## BEGIN ENTRIES PROVIDED

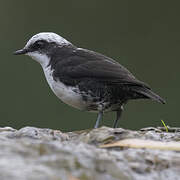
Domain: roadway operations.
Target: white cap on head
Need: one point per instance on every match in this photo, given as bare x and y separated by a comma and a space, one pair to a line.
49, 37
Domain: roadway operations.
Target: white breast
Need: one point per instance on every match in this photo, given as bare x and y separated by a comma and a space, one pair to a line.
63, 92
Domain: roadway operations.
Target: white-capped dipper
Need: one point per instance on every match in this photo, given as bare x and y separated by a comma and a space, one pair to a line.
85, 79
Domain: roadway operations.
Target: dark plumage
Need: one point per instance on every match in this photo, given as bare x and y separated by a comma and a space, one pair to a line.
103, 83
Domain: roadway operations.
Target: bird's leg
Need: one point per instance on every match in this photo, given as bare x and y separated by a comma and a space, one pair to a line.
118, 116
100, 115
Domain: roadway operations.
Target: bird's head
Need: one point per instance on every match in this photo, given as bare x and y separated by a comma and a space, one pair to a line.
42, 45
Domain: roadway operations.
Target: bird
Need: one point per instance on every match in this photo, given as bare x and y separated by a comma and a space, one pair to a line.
84, 79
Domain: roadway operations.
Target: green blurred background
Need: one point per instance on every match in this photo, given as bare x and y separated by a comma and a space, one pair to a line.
144, 36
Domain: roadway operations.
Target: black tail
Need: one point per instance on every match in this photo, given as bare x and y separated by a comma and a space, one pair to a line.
148, 93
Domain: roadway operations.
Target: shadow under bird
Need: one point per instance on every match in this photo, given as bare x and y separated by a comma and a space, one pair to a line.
85, 79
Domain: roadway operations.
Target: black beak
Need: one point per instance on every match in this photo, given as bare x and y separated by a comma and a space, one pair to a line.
21, 51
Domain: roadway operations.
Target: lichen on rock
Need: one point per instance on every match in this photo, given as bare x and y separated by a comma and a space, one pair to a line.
38, 154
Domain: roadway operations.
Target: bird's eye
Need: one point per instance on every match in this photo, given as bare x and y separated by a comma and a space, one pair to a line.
39, 44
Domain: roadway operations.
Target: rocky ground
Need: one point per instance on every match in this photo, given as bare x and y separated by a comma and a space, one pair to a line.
99, 154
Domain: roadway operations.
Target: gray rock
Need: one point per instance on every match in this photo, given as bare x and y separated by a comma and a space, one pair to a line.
44, 154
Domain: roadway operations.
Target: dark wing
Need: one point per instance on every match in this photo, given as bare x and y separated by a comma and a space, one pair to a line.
85, 64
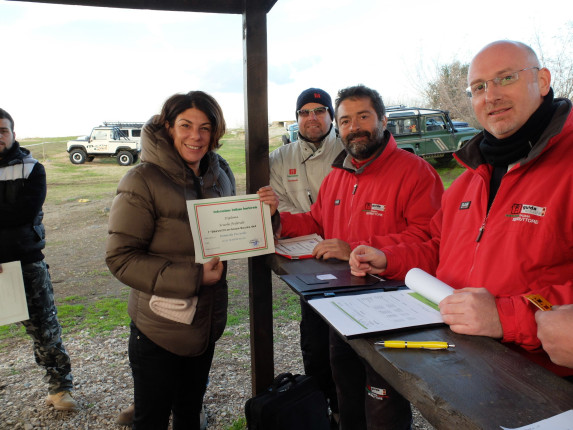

## END ENTRIES PROVIDED

**EXERCISE INSTRUCTIONS:** Identify each line in the items above that contains the word "bird", and copy those lines. Case counts.

**SOLVED EXERCISE:**
Target: bird's leg
Target: bird's head
Target: bird
Target: shadow under bird
Target: bird's eye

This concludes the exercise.